EXERCISE DATA:
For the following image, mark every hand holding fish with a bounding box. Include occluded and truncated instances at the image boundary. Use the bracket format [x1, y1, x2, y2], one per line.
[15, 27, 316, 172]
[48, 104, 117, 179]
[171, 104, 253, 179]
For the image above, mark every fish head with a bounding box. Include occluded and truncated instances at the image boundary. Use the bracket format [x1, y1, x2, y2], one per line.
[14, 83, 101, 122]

TASK:
An exact copy of every entry is the expected result.

TASK SOLUTION:
For the following image, mark every hand holding fish with a bounding box. Include occluded and truncated instances at the image boundary. Use the bracket format [x1, y1, x2, y2], one per line.
[15, 27, 316, 172]
[48, 104, 117, 179]
[171, 104, 253, 179]
For the image above, mark every fish head with a bounding box. Include occluded and truncated instances at the image boundary. Use the bracket format [x1, y1, x2, y2], one per line.
[14, 83, 101, 122]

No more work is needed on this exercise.